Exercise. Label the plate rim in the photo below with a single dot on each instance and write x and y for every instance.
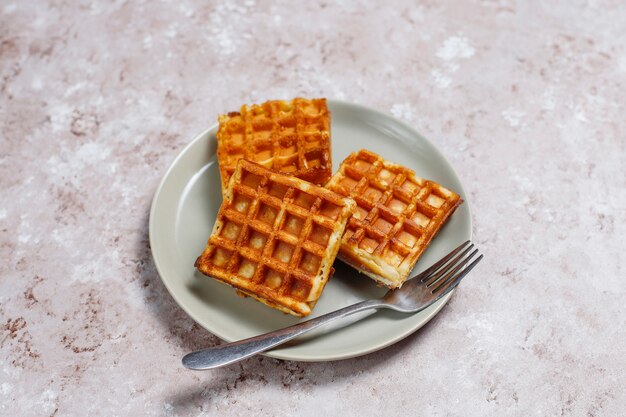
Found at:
(280, 354)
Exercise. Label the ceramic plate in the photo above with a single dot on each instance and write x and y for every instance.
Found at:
(185, 206)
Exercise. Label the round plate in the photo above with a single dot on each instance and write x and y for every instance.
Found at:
(185, 206)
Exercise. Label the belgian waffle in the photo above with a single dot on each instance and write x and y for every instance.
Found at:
(398, 214)
(290, 137)
(275, 238)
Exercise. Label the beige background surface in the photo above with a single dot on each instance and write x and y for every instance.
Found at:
(525, 98)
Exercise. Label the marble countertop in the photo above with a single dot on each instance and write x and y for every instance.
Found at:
(526, 99)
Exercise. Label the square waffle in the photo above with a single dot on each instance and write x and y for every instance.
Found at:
(275, 238)
(289, 137)
(398, 214)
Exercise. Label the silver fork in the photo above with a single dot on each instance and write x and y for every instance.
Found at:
(415, 295)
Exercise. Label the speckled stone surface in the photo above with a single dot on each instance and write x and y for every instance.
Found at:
(526, 99)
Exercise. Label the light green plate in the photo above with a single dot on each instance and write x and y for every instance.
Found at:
(185, 206)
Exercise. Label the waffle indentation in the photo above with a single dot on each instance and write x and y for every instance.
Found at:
(287, 137)
(276, 237)
(398, 214)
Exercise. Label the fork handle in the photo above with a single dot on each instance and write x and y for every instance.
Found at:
(233, 352)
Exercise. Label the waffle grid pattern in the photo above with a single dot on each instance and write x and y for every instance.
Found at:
(398, 214)
(290, 137)
(275, 238)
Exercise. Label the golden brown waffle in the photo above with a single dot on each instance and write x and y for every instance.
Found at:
(398, 214)
(290, 137)
(275, 238)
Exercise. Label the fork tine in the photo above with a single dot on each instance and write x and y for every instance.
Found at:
(454, 262)
(460, 262)
(441, 262)
(451, 284)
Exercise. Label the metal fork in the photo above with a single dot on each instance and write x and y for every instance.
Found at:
(415, 295)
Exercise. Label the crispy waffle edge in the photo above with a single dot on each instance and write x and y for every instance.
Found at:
(290, 306)
(316, 175)
(366, 264)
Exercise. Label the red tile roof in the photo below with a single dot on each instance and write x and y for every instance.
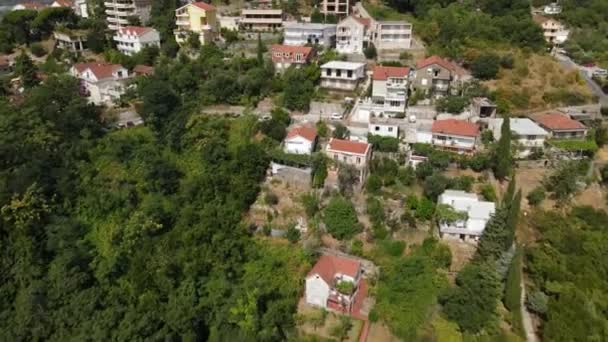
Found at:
(558, 122)
(382, 73)
(100, 70)
(136, 30)
(305, 132)
(455, 127)
(287, 53)
(328, 266)
(348, 146)
(204, 6)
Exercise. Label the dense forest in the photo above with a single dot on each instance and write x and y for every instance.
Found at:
(117, 236)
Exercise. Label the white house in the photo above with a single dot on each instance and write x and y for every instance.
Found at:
(309, 33)
(353, 35)
(342, 75)
(389, 88)
(353, 153)
(323, 279)
(456, 135)
(526, 133)
(132, 39)
(300, 140)
(101, 83)
(477, 215)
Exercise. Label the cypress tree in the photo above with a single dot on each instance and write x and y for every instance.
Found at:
(503, 161)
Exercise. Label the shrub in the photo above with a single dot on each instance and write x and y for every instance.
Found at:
(536, 196)
(37, 49)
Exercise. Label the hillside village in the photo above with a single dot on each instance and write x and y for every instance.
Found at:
(303, 171)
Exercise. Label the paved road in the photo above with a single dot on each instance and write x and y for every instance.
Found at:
(596, 89)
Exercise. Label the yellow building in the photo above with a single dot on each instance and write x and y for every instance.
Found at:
(199, 18)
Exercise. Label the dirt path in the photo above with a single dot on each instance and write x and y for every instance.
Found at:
(525, 316)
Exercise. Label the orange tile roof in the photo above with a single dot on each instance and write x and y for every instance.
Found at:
(136, 30)
(288, 53)
(455, 127)
(328, 266)
(348, 146)
(305, 132)
(382, 73)
(204, 6)
(558, 122)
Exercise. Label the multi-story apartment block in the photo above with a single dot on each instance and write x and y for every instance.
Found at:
(102, 83)
(196, 18)
(342, 75)
(389, 89)
(438, 76)
(392, 35)
(309, 34)
(353, 35)
(339, 8)
(284, 56)
(261, 19)
(119, 13)
(455, 135)
(132, 39)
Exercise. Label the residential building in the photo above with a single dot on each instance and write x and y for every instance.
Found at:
(437, 76)
(555, 33)
(300, 140)
(132, 39)
(322, 283)
(561, 126)
(392, 35)
(477, 212)
(353, 34)
(342, 75)
(338, 8)
(102, 83)
(71, 40)
(385, 127)
(261, 19)
(524, 132)
(196, 18)
(119, 13)
(457, 135)
(389, 88)
(309, 34)
(353, 153)
(284, 56)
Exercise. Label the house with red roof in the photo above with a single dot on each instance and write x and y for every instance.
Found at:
(389, 88)
(300, 140)
(438, 76)
(198, 18)
(561, 126)
(284, 56)
(353, 153)
(132, 39)
(456, 135)
(333, 283)
(101, 83)
(353, 34)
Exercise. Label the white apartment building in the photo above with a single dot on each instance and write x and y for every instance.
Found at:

What to produce
Copy exactly the lines of the listing above, beginning at the line with "Exercise. Label the house" and ending at its final line; write out nothing else.

Solution for this problem
Exercise. Label the house with red roof in the photo above with a single dot on each instance and write x and y for every instance.
Found at:
(389, 88)
(300, 140)
(438, 76)
(198, 18)
(561, 126)
(284, 56)
(353, 153)
(132, 39)
(456, 135)
(333, 283)
(101, 83)
(353, 34)
Exercise. Label the white apartment building in the photo above with a single dot on each instance and write x and y for every instance.
Found at:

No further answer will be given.